Exercices:
**a)** Relevez tous les noms de personnes cités dans le texte sur la lèpre.
**b)** Extrayez du texte sur la lèpre, mot pour mot, le passage qui s'ouvre sur les mots contenant "MBalling comme beaucoup" et se termine par "villages tout court.".

Extrait du texte:
Les nerfs sont attaqués, entraînant une insensibilité à la douleur. Ils se brûlent
en tenant une poêle chaude ou se blessent au niveau des pieds en marchant sur du verre,
par exemple, et ne s'en rendent pas compte. Les blessures s'infectent et atteignent
les os, conduisant à des amputations. Stigmatisées, les victimes sont mis au ban de
la société. La lèpre, associée aux préjugés
Celui qui a la lèpre,
est souvent isolé, éloigné, on ne le touche pas. On dit que tu es maudit, affirme
Mas Diemg, un enseignant soigné depuis près de deux ans. Les femmes lépreuses cachent
parfois leur maladie, de crainte d'être répudiées par leurs maris. Pour casser
les préjugés, les associations doivent redoubler de pédagogie et répéter que la lèpre
n'est ni héréditaire, ni le signe d'une malédiction divine, et qu'elle est peu contagieuse. L'un
de ceux qui font marcher de nouveau les lépreux est lui-même un ancien malade. Soigné
en 1976, et guéri définitivement, Moustapha Seck, , est resté au Centre hospitalier
de l'Ordre de Malte au Sénégal, et confectionne désormais des chaussures orthopédiques
destinées aux mutilés. Quand ils les mettent, d'abord ils marchent, ensuite ils
dansent de joie, affirme-t-il. Au Sénégal, entre 200 et 300 nouveaux cas de lèpre
sont recensés chaque année, mais les médecins estiment que seule une petite partie
des malades sont détectés. Si rien n'est fait on peut s'attendre à une augmentation
de la prévalence, alerte le Pr Charles Badiane, du Centre hospitalier de l'Ordre de
Malte. Si d'énormes progrès ont été faits contre la lèpre, elle reste toutefois
présente dans plus de 100 pays en Afrique, Amérique, Asie et Pacifique. En 2012, plus
de 200.000 nouveaux cas ont été dépistés. Il existe néanmoins des lueurs d’espoir,
la maladie peut être définitivement éradiquée, ont rappelé les associations lors de
la journée mondiale des lépreux. En effet, depuis le début des années 1980, un
traitement efficace associant trois antibiotiques permet de tuer le bacille et de
guérir le malade en 6 à 12 mois selon la forme de lèpre contractée.
Les
léproseries sont devenues des villages de reclassement social
A MBalling,
une localité située à environ 80 km au sud de Dakar, plusieurs dizaines d'anciens
lépreux, souvent vieillissants, continuent de recevoir régulièrement des soins. Dans
une pièce carrelée d'une vingtaine de mètres carrés, appelée Centre de rééducation
fonctionnelle et d'éducation sanitaire. Ce centre a vu le jour en 1955, dans une
période où le traitement était encore imparfait et les lépreux rejetés de la société,
en raison de leurs difformités physiques et de la crainte d'une contagion. Pourtant
raconte Coumba Wade, directrice de la promotion et de la protection des groupes vulnérables
à la Direction générale de l'action sociale du Sénégal, la loi a changé en mars 1976,
et les léproseries sont devenues des villages de reclassement social. Objectif: faire
en sorte que ce ne soient plus des camps d'internement mais des villages, où les malades
et leurs familles retrouvent une activité sociale.
MBalling comme beaucoup
de villages sénégalais, est aujourd'hui une petite ville où les anciens malades ne
représentent plus qu'une minorité de la population, quelque 300 âmes sur les 5.600
habitants. Pourtant l'image stigmatisante du village de lépreux colle toujours aux
habitants. Le Sénégal compte aujourd'hui neuf villages de reclassement social,
regroupant plus de 10.000 habitants. Les associations d'anciens malades espèrent que
bientôt on ne parlera plus que de villages tout court.

(Données enregistrées)
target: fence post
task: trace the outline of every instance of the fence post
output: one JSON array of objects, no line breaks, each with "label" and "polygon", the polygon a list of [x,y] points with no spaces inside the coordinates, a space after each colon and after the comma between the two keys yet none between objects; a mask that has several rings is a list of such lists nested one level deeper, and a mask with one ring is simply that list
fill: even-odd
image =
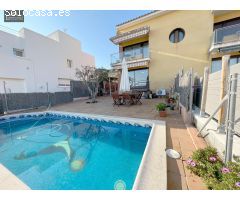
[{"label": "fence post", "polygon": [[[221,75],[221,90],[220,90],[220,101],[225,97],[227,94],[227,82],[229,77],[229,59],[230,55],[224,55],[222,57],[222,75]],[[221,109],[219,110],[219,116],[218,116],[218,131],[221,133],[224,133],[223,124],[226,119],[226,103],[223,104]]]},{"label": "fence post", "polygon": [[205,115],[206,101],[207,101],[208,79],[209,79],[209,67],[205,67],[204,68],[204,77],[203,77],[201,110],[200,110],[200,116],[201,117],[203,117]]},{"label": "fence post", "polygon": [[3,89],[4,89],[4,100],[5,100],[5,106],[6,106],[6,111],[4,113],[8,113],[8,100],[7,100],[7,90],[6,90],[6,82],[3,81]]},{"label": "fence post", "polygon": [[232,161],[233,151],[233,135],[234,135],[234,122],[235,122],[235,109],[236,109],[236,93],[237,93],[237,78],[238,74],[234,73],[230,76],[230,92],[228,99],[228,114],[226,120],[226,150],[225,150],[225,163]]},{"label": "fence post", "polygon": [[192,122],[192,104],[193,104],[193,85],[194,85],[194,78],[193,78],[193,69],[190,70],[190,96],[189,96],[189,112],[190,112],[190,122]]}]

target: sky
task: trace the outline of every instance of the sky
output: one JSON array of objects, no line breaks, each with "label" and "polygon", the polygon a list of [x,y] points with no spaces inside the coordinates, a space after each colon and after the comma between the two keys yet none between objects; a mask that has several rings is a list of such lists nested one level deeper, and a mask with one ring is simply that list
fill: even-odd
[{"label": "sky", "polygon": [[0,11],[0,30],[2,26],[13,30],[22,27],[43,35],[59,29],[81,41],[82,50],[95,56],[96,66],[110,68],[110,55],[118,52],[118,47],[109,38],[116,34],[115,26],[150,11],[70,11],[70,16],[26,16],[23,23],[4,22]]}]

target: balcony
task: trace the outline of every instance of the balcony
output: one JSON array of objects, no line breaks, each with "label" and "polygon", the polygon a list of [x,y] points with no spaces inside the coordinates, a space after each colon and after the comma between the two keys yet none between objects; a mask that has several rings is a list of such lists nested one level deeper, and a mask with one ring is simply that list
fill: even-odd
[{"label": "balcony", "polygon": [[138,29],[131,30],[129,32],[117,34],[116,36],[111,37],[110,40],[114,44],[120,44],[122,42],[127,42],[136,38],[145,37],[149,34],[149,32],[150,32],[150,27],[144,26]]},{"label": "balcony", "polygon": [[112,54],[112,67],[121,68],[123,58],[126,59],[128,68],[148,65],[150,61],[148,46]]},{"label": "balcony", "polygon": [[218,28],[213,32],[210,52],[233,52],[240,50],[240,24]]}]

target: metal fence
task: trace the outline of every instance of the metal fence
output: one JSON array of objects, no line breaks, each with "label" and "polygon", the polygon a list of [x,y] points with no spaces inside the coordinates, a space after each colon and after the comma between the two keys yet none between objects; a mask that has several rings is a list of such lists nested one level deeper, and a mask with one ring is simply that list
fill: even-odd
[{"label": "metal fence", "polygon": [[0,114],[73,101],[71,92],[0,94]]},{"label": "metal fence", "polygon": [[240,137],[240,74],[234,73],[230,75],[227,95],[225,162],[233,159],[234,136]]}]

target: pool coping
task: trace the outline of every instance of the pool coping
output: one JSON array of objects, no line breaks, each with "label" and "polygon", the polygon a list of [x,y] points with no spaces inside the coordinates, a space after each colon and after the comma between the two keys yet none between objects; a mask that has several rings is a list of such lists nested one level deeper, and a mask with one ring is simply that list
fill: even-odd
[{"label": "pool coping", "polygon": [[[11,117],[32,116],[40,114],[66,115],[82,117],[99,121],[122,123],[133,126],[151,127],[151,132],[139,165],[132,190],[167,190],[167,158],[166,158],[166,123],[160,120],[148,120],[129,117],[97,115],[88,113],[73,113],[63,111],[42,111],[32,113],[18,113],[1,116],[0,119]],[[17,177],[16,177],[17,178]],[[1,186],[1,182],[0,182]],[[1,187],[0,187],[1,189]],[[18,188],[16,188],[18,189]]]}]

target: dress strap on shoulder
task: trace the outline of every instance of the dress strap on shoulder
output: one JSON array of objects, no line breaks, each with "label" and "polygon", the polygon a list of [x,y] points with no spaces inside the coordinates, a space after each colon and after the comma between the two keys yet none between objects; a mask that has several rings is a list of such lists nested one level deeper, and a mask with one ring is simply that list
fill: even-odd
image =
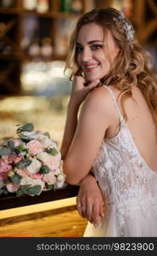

Corrigé:
**a)** Mas Diemg, Moustapha Seck, Charles Badiane, Coumba Wade

**b)**
MBalling comme beaucoup
de villages sénégalais, est aujourd'hui une petite ville où les anciens malades ne
représentent plus qu'une minorité de la population, quelque 300 âmes sur les 5.600
habitants. Pourtant l'image stigmatisante du village de lépreux colle toujours aux
habitants. Le Sénégal compte aujourd'hui neuf villages de reclassement social,
regroupant plus de 10.000 habitants. Les associations d'anciens malades espèrent que
bientôt on ne parlera plus que de villages tout court.